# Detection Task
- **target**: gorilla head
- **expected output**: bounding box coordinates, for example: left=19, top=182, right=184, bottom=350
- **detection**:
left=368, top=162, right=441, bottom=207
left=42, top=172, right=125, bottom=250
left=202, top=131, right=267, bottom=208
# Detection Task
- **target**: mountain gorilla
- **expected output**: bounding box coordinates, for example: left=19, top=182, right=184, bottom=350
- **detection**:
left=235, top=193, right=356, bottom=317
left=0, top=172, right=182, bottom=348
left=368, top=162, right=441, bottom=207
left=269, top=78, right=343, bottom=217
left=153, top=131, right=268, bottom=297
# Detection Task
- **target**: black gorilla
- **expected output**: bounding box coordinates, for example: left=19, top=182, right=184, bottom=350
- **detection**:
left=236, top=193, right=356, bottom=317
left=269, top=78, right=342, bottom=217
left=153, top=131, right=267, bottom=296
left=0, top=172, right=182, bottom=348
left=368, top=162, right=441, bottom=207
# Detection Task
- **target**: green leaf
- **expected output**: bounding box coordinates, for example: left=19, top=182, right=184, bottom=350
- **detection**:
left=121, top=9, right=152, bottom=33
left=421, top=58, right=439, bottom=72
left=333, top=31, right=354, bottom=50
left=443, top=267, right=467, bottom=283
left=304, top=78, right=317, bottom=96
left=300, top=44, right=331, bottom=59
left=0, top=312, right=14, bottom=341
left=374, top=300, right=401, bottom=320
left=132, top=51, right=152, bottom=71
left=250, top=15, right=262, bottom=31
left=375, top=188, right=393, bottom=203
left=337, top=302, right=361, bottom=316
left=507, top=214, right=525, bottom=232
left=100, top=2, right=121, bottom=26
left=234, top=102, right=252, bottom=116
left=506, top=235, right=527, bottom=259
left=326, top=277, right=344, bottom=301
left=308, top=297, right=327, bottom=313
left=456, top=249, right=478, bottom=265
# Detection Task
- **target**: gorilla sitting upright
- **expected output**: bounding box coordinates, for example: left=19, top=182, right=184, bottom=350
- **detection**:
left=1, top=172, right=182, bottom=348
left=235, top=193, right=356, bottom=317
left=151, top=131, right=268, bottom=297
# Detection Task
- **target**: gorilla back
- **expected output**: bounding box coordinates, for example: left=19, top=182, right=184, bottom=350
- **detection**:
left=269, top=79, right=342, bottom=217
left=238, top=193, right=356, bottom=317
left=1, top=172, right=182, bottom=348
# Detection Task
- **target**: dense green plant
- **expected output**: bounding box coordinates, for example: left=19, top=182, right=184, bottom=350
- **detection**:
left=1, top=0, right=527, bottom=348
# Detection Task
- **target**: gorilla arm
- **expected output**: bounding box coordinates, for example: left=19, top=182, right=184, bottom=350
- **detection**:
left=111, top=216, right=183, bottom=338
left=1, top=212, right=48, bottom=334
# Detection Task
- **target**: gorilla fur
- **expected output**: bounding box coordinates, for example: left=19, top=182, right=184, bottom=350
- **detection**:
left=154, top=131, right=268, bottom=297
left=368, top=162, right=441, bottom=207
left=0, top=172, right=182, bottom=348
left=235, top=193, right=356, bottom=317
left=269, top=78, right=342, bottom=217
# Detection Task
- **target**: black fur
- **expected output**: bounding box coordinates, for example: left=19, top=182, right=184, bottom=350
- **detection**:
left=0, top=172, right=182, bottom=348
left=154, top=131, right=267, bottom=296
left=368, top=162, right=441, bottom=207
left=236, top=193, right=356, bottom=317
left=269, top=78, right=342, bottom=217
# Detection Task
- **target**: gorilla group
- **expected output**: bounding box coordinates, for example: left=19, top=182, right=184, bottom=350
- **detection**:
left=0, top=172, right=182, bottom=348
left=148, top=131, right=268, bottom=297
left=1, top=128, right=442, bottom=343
***
**TASK DETAILS**
Take from the listing every line in which the word "green" appears.

**RESULT OF THE TASK**
- **target**: green leaf
- **target**: dense green plant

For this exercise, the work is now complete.